* _Given problem_: Return the rows below verbatim, from the first line through the line that contains "500, 188, 595]]", with both ends included.

* _Given data_:
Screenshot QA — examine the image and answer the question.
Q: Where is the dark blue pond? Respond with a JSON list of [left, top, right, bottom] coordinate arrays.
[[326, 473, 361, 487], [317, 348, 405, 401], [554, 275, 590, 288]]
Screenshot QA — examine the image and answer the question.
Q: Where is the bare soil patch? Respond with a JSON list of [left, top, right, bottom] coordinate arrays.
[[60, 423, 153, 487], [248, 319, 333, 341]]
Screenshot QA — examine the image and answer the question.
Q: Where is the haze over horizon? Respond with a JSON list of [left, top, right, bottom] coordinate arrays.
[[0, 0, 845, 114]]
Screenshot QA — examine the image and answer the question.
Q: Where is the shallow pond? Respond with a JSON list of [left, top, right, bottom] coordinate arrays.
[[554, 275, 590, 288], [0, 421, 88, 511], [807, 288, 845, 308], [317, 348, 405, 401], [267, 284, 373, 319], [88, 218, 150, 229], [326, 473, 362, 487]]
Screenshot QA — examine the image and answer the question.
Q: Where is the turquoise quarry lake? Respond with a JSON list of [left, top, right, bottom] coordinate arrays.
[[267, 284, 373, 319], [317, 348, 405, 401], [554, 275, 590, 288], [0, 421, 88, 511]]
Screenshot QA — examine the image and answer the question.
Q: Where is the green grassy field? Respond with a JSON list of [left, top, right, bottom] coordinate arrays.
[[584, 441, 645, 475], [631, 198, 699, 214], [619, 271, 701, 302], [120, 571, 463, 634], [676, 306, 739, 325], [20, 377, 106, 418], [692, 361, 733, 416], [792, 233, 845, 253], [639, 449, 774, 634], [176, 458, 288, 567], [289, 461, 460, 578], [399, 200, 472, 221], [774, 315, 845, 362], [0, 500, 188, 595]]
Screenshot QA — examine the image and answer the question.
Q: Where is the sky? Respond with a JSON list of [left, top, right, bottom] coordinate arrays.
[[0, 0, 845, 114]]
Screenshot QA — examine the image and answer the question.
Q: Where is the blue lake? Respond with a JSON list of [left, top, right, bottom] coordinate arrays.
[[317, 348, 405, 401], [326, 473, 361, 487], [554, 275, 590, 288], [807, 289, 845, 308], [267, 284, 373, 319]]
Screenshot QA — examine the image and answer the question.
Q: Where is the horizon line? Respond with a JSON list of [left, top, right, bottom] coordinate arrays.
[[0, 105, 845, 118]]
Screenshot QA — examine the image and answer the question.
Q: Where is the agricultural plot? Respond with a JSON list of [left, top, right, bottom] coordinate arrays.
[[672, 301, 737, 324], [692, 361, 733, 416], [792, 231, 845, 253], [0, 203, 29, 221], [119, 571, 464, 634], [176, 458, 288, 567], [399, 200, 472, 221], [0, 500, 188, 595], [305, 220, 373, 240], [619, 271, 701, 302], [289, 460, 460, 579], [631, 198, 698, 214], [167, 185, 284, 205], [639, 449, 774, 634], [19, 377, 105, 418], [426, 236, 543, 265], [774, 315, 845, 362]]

* _Result_:
Screenshot QA — examine the image and answer the question.
Q: Where is the dark blue pond? Respond with a JSON list of [left, top, right, bottom] coordinate arrays.
[[326, 473, 361, 487], [317, 348, 405, 401], [554, 275, 590, 288]]
Screenshot QA — examine the image and answer the question.
Q: Where is the bare soil patch? Respond with a JSON list of [left, top, right, bottom] coordinate arrays.
[[60, 423, 153, 487], [248, 319, 333, 341]]
Screenshot QA — examine the image and answer the question.
Q: Where is the haze over horizon? Respond with a JSON list of [left, top, right, bottom] coordinate arrays.
[[0, 0, 845, 114]]
Screenshot QA — examine the image and answer the question.
Q: Where is the shallow pond? Respond with a JSON list of [left, top, right, bottom] coordinate arrays.
[[554, 275, 590, 288], [0, 421, 88, 511], [807, 288, 845, 308], [317, 348, 405, 401], [267, 284, 373, 319], [88, 218, 150, 229], [326, 473, 362, 487]]
Screenshot QA — examine the image and answer the question.
Q: Where is the turquoise quarry lake? Respond with a JSON list of [left, top, right, bottom] coordinate arrays.
[[267, 284, 373, 319], [317, 348, 405, 401], [554, 275, 590, 288], [0, 421, 88, 511]]
Screenshot QA — examine the image and answer the question.
Q: Where is the green grassy field? Respond with a JSON list of [left, top, right, bottom] coordinate arrays.
[[584, 441, 645, 475], [631, 198, 699, 214], [619, 271, 701, 302], [120, 571, 463, 634], [676, 306, 739, 325], [20, 377, 106, 418], [692, 361, 733, 416], [792, 233, 845, 253], [639, 449, 774, 634], [176, 458, 288, 567], [289, 461, 460, 578], [399, 200, 472, 221], [774, 315, 845, 362], [0, 500, 188, 595]]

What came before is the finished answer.